■ Stored entries:
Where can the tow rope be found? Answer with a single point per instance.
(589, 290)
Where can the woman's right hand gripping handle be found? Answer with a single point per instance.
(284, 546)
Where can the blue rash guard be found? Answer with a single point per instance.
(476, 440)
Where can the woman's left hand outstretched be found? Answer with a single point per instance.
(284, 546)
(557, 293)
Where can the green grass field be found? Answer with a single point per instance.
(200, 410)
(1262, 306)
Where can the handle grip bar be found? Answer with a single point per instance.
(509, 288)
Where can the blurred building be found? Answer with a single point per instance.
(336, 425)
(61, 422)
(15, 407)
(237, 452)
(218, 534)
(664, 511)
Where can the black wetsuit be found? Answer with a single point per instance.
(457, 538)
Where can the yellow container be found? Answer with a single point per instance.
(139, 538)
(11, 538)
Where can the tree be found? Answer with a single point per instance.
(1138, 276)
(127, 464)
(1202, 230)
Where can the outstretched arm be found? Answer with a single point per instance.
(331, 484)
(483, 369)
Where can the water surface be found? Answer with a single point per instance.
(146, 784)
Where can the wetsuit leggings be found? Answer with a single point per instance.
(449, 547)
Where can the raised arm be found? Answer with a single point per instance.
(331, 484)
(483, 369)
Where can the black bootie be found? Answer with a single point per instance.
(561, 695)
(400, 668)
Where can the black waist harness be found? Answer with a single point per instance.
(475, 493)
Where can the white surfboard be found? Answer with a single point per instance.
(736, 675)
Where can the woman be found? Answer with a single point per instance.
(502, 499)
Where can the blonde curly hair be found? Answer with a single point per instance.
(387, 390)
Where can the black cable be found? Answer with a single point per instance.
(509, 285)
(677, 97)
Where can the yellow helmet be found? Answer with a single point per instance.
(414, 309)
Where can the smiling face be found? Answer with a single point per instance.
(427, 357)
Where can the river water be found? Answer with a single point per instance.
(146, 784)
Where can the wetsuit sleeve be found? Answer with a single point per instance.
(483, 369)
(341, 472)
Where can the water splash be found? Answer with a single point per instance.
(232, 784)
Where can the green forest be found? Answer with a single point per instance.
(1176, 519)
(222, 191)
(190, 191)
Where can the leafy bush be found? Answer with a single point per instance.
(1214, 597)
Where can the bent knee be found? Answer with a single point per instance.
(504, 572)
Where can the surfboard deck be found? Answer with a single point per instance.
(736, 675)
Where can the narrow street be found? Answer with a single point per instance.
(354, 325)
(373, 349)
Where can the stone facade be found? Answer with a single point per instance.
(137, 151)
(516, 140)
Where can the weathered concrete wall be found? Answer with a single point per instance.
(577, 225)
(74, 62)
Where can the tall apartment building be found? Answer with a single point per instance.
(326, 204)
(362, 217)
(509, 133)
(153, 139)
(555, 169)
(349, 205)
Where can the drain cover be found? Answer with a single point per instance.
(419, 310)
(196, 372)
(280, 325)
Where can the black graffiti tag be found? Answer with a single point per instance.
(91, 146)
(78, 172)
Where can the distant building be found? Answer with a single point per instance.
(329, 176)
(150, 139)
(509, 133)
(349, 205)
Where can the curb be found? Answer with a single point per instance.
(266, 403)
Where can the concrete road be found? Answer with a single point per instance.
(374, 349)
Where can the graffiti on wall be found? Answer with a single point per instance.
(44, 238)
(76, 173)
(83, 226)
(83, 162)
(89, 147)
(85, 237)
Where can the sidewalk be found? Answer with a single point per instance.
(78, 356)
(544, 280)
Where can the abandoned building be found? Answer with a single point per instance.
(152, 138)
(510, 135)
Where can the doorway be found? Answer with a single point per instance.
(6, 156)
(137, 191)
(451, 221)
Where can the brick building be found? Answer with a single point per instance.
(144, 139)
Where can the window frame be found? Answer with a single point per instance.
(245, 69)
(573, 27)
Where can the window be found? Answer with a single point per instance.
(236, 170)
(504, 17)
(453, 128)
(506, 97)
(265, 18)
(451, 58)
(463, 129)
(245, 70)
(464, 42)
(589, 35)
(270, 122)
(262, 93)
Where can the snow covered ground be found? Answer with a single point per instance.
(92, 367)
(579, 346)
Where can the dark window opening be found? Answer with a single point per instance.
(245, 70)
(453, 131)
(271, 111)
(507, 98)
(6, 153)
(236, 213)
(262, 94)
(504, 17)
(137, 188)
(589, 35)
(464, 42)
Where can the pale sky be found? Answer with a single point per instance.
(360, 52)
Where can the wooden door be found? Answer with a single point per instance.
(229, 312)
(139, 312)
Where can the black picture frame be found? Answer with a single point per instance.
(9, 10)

■ YOUR OBJECTIVE: Please extract exactly, and only, the lines from the line containing "Where can the window frame" through the last line of the records.

■ EXERCISE OUTPUT:
Where can the window frame be found? Answer with a single point per instance.
(245, 69)
(573, 27)
Where can the window be found? Answer with a single point per instance.
(236, 170)
(504, 17)
(453, 128)
(506, 97)
(265, 18)
(451, 58)
(463, 129)
(245, 70)
(464, 42)
(589, 35)
(270, 122)
(262, 93)
Where can the snow covered ground be found? Answer with a single point per instance.
(92, 367)
(579, 346)
Where can the dark window opening be found? Answer with a single point per instance.
(245, 70)
(453, 131)
(271, 111)
(507, 98)
(6, 153)
(236, 213)
(262, 94)
(504, 17)
(137, 188)
(589, 35)
(464, 42)
Where can the pale sky be found? Answer with a single point per instance.
(360, 52)
Where can the wooden door be found? Answer with a single point per instance.
(229, 312)
(139, 312)
Where can the black picture frame be found? Answer with a single point per instance.
(9, 10)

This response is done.